Please count the lines in the listing below that contain the word "hair" and give only that number.

--- BEGIN ---

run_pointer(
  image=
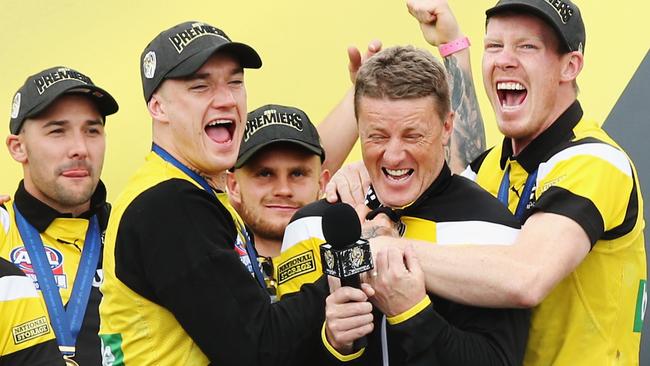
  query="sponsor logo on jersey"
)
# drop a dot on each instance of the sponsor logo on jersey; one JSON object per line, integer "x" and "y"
{"x": 62, "y": 74}
{"x": 296, "y": 266}
{"x": 183, "y": 38}
{"x": 30, "y": 330}
{"x": 20, "y": 258}
{"x": 111, "y": 348}
{"x": 272, "y": 117}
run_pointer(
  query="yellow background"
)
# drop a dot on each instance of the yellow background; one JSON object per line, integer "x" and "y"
{"x": 302, "y": 44}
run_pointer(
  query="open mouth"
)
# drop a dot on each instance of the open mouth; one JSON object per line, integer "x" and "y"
{"x": 397, "y": 174}
{"x": 221, "y": 130}
{"x": 511, "y": 94}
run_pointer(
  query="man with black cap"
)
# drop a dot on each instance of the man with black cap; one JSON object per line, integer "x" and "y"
{"x": 278, "y": 171}
{"x": 579, "y": 259}
{"x": 53, "y": 230}
{"x": 182, "y": 281}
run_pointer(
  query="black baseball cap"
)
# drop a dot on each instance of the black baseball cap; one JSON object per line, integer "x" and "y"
{"x": 182, "y": 49}
{"x": 563, "y": 15}
{"x": 274, "y": 123}
{"x": 43, "y": 88}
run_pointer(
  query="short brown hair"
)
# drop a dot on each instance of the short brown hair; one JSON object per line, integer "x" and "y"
{"x": 403, "y": 72}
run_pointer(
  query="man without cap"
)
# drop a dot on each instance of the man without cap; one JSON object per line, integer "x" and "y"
{"x": 403, "y": 108}
{"x": 580, "y": 257}
{"x": 182, "y": 282}
{"x": 53, "y": 230}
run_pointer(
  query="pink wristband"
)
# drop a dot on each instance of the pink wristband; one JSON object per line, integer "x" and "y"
{"x": 454, "y": 46}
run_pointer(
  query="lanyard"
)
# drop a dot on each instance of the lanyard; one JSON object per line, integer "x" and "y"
{"x": 66, "y": 323}
{"x": 252, "y": 256}
{"x": 525, "y": 195}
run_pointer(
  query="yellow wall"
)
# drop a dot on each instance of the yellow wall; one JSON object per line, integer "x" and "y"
{"x": 302, "y": 44}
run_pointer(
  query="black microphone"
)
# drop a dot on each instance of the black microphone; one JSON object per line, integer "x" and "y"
{"x": 344, "y": 255}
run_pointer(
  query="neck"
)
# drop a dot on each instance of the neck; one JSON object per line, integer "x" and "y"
{"x": 268, "y": 247}
{"x": 74, "y": 210}
{"x": 563, "y": 102}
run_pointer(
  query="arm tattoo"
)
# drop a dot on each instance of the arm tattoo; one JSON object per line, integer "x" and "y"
{"x": 468, "y": 138}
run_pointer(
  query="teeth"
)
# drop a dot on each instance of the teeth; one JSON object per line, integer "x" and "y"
{"x": 219, "y": 122}
{"x": 397, "y": 172}
{"x": 510, "y": 86}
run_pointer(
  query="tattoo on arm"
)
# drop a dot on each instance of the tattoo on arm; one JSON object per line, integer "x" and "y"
{"x": 468, "y": 138}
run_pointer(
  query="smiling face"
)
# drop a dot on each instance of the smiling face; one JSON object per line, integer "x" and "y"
{"x": 201, "y": 117}
{"x": 62, "y": 152}
{"x": 523, "y": 75}
{"x": 273, "y": 185}
{"x": 402, "y": 143}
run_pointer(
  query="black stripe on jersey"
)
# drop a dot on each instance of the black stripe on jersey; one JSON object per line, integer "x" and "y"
{"x": 464, "y": 200}
{"x": 475, "y": 165}
{"x": 582, "y": 210}
{"x": 631, "y": 214}
{"x": 313, "y": 209}
{"x": 141, "y": 239}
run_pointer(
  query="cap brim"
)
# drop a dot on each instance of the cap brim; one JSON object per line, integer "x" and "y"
{"x": 534, "y": 10}
{"x": 246, "y": 55}
{"x": 105, "y": 103}
{"x": 243, "y": 158}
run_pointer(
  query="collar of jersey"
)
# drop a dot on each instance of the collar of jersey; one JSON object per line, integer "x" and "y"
{"x": 539, "y": 149}
{"x": 40, "y": 215}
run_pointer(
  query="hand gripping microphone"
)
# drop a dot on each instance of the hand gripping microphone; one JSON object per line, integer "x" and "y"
{"x": 344, "y": 255}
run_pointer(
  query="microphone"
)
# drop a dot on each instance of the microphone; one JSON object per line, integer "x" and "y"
{"x": 344, "y": 255}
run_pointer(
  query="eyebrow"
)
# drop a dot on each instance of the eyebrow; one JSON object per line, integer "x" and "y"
{"x": 205, "y": 75}
{"x": 60, "y": 123}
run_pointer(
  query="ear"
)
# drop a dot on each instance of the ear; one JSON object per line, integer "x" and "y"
{"x": 233, "y": 188}
{"x": 447, "y": 128}
{"x": 573, "y": 63}
{"x": 322, "y": 182}
{"x": 156, "y": 107}
{"x": 17, "y": 149}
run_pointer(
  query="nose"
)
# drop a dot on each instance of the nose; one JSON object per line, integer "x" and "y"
{"x": 282, "y": 187}
{"x": 223, "y": 98}
{"x": 393, "y": 152}
{"x": 505, "y": 59}
{"x": 78, "y": 146}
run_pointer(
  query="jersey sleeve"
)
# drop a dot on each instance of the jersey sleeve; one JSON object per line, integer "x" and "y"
{"x": 592, "y": 183}
{"x": 27, "y": 337}
{"x": 176, "y": 246}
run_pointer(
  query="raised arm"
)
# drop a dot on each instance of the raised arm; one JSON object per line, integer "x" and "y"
{"x": 338, "y": 131}
{"x": 439, "y": 26}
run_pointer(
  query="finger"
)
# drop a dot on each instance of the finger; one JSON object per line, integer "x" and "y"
{"x": 362, "y": 211}
{"x": 330, "y": 192}
{"x": 373, "y": 47}
{"x": 347, "y": 294}
{"x": 354, "y": 57}
{"x": 351, "y": 335}
{"x": 334, "y": 283}
{"x": 411, "y": 260}
{"x": 368, "y": 290}
{"x": 396, "y": 260}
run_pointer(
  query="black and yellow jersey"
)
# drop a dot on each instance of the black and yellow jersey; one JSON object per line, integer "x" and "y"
{"x": 63, "y": 238}
{"x": 177, "y": 290}
{"x": 452, "y": 211}
{"x": 27, "y": 337}
{"x": 584, "y": 175}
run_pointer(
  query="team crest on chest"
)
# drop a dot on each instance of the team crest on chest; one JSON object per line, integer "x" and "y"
{"x": 20, "y": 258}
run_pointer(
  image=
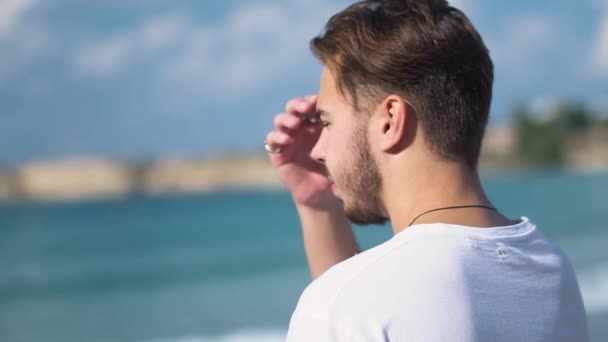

--- END ---

— Result of this exercise —
2